WHAT YOU WILL DO: Rewrite every line of the entries below as a JSON array of strings, one string per line, skipping any blank lines.
• • • • •
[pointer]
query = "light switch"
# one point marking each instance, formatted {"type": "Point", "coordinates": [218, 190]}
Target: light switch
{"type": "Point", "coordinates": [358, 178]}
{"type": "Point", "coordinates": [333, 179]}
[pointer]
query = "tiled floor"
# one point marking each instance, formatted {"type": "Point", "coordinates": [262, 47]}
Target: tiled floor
• • • • •
TASK RESULT:
[
  "[pointer]",
  "query = \"light switch\"",
  "# one point marking each instance, formatted {\"type\": \"Point\", \"coordinates\": [218, 190]}",
  "Target: light switch",
  "{\"type\": \"Point\", \"coordinates\": [358, 178]}",
  "{\"type\": \"Point\", \"coordinates\": [333, 179]}",
  "[pointer]",
  "query = \"tiled floor\"",
  "# one point marking each instance, formatted {\"type\": \"Point\", \"coordinates\": [262, 47]}",
  "Target: tiled floor"
]